======== Given entries

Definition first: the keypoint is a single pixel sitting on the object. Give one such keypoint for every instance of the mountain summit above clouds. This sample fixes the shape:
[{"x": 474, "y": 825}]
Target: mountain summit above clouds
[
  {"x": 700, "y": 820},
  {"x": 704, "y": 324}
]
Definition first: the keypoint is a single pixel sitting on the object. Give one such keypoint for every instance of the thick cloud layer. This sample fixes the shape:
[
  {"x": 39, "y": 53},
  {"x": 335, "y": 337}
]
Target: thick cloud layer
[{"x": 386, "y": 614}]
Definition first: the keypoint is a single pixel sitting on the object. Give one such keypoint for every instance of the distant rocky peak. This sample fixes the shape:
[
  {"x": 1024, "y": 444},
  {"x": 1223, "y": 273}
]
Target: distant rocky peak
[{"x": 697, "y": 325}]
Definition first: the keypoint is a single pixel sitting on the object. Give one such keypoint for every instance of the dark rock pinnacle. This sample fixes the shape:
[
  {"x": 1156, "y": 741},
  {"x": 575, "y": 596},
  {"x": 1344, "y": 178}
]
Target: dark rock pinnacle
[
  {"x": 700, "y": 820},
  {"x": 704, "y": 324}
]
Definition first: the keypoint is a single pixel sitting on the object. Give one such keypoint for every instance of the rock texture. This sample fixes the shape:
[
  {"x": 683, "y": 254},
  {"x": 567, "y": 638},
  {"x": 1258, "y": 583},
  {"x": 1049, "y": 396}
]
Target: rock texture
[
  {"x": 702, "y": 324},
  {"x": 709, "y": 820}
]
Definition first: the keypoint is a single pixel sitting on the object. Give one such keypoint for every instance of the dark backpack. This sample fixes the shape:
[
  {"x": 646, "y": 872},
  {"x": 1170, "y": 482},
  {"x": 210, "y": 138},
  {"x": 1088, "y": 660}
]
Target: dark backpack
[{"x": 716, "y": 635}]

================

◆ How to complete this task: The data above is to be given again, with every line exact.

◆ Task answer:
Definition first: the keypoint is a single pixel sitting on the object. Give one such keypoint for every instance of the mountain summit above clouds. This sample fixes the shape:
[{"x": 474, "y": 825}]
Target: mountain summit above clouds
[
  {"x": 700, "y": 820},
  {"x": 704, "y": 324}
]
Definition first: the keypoint is a single pixel sitting on the object. Give one such keypoint for every instance of the thick cloud layer. This sample fixes the shape:
[
  {"x": 39, "y": 53},
  {"x": 335, "y": 337}
]
Target: thick cloud layer
[{"x": 386, "y": 614}]
Definition first: the keypoint is a single pixel sitting on the object. Give one such keypoint for every instance of the distant rocky peak. This sample fixes the shape:
[
  {"x": 1024, "y": 444},
  {"x": 1223, "y": 273}
]
Target: distant rocky peak
[{"x": 697, "y": 325}]
Definition first: the keypoint is a single pixel sitting on the object. Give one such keypoint for every instance of the dark rock pinnacle. This sample fixes the shape:
[
  {"x": 1156, "y": 741},
  {"x": 575, "y": 596},
  {"x": 1344, "y": 178}
]
Target: dark rock pinnacle
[
  {"x": 700, "y": 820},
  {"x": 704, "y": 324}
]
Definition first: the keypoint is a single pixel sitting on the object. Give one such keypoint for every instance of the rock texture. This sample fixes the shape:
[
  {"x": 683, "y": 254},
  {"x": 567, "y": 638},
  {"x": 1258, "y": 583},
  {"x": 1049, "y": 396}
]
Target: rock texture
[
  {"x": 702, "y": 324},
  {"x": 709, "y": 820}
]
Definition first: the keypoint is a single pixel sitting on the object. Give one such keypoint for every instance of the dark backpack. This sample fixes the shape:
[
  {"x": 646, "y": 872},
  {"x": 1170, "y": 482},
  {"x": 210, "y": 138},
  {"x": 1088, "y": 660}
]
Target: dark backpack
[{"x": 716, "y": 635}]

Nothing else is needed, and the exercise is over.